TASK TO CARRY OUT -> Count the lines in the data below that contain the string "pinstripe". Reply with the number alone.

Dataset excerpts on pointing at objects
--- START ---

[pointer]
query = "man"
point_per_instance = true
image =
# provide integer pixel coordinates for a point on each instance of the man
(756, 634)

--- END ---
--- START ---

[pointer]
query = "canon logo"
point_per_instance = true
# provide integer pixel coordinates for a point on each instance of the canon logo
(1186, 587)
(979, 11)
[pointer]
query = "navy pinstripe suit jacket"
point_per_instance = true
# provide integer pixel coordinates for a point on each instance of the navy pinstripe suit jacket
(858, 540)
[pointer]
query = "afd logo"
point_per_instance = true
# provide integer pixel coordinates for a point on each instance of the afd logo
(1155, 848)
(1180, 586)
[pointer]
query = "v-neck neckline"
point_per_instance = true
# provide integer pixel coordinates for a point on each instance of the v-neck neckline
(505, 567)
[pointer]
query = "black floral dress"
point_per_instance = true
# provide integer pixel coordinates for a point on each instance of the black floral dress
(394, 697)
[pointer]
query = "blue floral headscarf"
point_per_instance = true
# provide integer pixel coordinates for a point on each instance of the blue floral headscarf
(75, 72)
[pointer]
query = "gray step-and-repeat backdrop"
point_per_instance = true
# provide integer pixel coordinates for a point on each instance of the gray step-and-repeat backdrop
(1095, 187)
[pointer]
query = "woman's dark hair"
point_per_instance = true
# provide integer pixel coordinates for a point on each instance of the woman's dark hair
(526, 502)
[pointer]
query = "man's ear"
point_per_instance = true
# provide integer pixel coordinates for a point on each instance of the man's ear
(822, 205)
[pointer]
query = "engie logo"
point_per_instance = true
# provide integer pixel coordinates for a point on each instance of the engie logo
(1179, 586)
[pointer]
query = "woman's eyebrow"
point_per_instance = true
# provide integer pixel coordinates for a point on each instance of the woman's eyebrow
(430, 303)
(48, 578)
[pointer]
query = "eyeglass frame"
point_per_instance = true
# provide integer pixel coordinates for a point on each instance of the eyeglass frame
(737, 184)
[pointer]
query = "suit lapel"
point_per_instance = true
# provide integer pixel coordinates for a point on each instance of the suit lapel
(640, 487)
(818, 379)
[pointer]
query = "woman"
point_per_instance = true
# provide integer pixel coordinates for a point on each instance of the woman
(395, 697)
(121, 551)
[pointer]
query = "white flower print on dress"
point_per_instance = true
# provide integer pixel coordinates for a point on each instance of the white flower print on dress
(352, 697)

--- END ---

EXERCISE ANSWER -> 2